# Whistling on 2000 Altima GXE?



## tyzhet (Oct 18, 2006)

Hey guys,

65K, just bought from private, no problem on test drive.
But this morning I heard some whistling from the engine when slightly stepped on accelerator at LOW speed. Not always exists, I will say 80% chance to hear that.
Does anybody have any advice? Fuel injector? Loosed belt?Thanks a lot.


----------



## JGG8891 (Sep 24, 2005)

A lot of nissan seem to do that, (I guess it our hidden super secret turbo).


----------



## JGG8891 (Sep 24, 2005)

It imo comes from somewhere in the intake.


----------



## tyzhet (Oct 18, 2006)

*I guess I found something*

I changed spark plugs today and I found some engine oil in the one close to the oil filler cap. After cleaning, the whistling is much less.

Right now I am curious where did the engine oil come from??? I did spill some last time I changed engine oil, no idea....


----------



## Ryan's Altima (Aug 29, 2006)

I'm noticing a whistling noise too, just by chance are you in a northern state where its colder? I had oil in my spark plugs about 3 months ago, I also had it in my 98 altima gxe, its the valve cover gasket and ran me about $300 to fix both times. Very common problem, but I never had a whistling noise till now, and I dont have oil in my spark plugs. So Im thinking its not because you had oil in your spark plugs, If you figure out the problem Id really like to know what it is, I thought it was brakes or something.....


----------



## tyzhet (Oct 18, 2006)

I think it's from transmission 'cause the whistling starts since I switch from P to D or R, even the car does not move at all. I changed the transmission oil also, maybe that's why it's much less.


----------



## Ryan's Altima (Aug 29, 2006)

Hmmm, yea, I think this will be the last nissan I buy. I've never had more problems with a car than this one, as you can see I'm a regular on the problem forum.


----------



## LONDONDERRY (May 19, 2004)

Ryan's Altima said:


> Hmmm, yea, I think this will be the last nissan I buy. I've never had more problems with a car than this one, as you can see I'm a regular on the problem forum.



You possibly have a vacuum leak somewhere. I understand the frustration with your Altima, but keep in mind very few 8-9 year car don't experience any problems.
::::::
* DIRECTIONS
- 1) Reproduce the Altima whistling thread word for word, everything from "Does anybody have" down to "super secret turbo).".
- 2) In the Altima whistling thread, why does the original poster think the whistling comes from the transmission? Answer in one to three sentences.
::::::
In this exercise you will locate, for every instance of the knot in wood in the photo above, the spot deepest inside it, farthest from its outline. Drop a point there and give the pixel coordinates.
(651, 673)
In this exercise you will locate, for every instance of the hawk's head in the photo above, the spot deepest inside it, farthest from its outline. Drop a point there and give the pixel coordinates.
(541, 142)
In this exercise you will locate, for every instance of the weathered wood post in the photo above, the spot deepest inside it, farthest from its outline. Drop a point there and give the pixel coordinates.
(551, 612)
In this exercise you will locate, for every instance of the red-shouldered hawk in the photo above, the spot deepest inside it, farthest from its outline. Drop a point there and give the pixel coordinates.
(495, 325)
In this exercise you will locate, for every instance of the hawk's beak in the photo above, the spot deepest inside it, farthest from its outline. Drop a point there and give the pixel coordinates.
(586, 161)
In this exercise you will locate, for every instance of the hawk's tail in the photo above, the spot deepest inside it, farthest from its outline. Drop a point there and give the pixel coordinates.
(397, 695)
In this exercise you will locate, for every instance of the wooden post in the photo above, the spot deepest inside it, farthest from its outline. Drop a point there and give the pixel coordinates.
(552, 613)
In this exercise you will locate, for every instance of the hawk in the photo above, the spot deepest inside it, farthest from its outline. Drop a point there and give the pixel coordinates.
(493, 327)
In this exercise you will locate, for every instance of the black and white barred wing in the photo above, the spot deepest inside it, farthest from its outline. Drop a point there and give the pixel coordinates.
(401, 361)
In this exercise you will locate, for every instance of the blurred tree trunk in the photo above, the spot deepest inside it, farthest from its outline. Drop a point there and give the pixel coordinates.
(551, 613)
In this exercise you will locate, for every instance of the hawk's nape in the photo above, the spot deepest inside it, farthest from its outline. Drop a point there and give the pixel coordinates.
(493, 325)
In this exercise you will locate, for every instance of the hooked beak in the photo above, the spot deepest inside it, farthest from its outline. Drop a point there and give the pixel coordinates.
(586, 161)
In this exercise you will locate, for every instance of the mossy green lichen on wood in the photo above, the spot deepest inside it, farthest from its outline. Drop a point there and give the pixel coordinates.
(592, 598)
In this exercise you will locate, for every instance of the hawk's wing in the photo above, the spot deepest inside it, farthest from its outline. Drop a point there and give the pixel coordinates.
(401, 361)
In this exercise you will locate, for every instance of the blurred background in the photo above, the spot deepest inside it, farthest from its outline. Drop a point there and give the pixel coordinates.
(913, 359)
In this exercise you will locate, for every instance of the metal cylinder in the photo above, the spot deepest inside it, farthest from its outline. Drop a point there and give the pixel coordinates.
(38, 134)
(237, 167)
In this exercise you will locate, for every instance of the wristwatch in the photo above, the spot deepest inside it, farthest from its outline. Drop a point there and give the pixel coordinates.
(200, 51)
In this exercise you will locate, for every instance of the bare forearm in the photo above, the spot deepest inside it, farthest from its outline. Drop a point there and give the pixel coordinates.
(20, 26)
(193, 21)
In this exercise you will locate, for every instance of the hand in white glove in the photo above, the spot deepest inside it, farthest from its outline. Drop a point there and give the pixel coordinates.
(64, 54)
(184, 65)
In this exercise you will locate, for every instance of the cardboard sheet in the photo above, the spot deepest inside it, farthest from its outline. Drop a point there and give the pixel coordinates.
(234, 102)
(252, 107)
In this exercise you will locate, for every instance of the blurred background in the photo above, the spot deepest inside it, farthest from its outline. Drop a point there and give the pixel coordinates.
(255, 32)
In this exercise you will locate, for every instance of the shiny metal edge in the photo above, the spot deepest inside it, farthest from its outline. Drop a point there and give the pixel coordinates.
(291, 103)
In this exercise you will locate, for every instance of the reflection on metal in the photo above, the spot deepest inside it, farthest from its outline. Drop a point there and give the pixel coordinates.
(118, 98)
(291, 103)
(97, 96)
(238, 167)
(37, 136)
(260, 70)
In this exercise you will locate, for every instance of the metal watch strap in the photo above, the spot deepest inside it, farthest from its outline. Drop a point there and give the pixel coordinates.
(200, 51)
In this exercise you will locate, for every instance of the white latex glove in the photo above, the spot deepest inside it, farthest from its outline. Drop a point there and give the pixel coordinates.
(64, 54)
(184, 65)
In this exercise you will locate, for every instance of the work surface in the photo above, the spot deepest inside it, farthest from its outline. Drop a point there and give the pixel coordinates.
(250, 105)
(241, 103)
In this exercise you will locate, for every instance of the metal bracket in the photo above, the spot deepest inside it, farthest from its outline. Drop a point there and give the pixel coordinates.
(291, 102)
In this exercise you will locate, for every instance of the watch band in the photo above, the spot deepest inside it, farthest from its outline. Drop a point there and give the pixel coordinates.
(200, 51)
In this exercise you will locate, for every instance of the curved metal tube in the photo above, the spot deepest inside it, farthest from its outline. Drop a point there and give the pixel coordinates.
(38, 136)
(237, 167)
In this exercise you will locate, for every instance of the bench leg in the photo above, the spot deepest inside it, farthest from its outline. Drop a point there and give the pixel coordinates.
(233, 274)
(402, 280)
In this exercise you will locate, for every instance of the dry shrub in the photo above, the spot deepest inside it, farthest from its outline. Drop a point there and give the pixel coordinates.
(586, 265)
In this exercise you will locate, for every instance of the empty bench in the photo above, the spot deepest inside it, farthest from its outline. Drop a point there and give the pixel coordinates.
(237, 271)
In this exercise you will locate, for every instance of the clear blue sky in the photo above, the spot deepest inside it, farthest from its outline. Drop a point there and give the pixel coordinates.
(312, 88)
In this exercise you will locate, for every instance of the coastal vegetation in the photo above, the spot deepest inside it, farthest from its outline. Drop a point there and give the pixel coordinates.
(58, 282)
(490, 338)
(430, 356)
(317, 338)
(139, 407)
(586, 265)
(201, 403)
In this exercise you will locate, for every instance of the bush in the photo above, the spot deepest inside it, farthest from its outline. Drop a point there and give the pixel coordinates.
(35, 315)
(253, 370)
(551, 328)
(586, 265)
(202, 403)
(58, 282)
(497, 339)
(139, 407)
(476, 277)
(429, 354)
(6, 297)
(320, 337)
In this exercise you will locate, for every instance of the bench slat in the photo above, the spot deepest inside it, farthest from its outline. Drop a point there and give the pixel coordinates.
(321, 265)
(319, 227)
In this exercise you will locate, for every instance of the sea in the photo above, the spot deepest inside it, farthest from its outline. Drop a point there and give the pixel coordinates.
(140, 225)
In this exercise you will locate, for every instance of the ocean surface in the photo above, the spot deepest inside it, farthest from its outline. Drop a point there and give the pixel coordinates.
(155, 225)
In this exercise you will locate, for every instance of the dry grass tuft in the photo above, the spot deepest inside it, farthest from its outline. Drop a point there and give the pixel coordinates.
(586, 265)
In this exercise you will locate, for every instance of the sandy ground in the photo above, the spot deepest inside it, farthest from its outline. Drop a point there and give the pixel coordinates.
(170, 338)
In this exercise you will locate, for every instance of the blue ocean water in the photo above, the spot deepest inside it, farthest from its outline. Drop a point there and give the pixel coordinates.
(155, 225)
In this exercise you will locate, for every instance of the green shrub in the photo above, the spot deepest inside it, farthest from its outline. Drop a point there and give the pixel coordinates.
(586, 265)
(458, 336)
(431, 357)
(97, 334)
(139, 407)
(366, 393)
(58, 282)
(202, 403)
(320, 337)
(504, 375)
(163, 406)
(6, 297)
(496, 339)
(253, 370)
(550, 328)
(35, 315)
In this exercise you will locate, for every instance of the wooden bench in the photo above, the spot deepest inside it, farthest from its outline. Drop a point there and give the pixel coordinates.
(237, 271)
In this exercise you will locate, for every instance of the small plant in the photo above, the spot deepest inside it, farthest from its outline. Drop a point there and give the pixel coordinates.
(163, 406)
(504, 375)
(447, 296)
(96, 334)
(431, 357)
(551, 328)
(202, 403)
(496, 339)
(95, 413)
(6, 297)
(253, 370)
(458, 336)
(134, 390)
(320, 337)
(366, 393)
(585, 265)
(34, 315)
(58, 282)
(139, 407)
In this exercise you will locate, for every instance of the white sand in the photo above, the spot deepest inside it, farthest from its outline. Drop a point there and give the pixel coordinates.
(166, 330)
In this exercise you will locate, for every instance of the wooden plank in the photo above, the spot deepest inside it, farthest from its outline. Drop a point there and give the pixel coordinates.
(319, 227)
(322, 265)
::::::
* RESPONSES PER TASK
- 1)
Does anybody have any advice? Fuel injector? Loosed belt?Thanks a lot.


----------



## JGG8891 (Sep 24, 2005)

A lot of nissan seem to do that, (I guess it our hidden super secret turbo).

- 2) The whistling starts as soon as the shifter is moved from P to D or R, even when the car is not moving at all.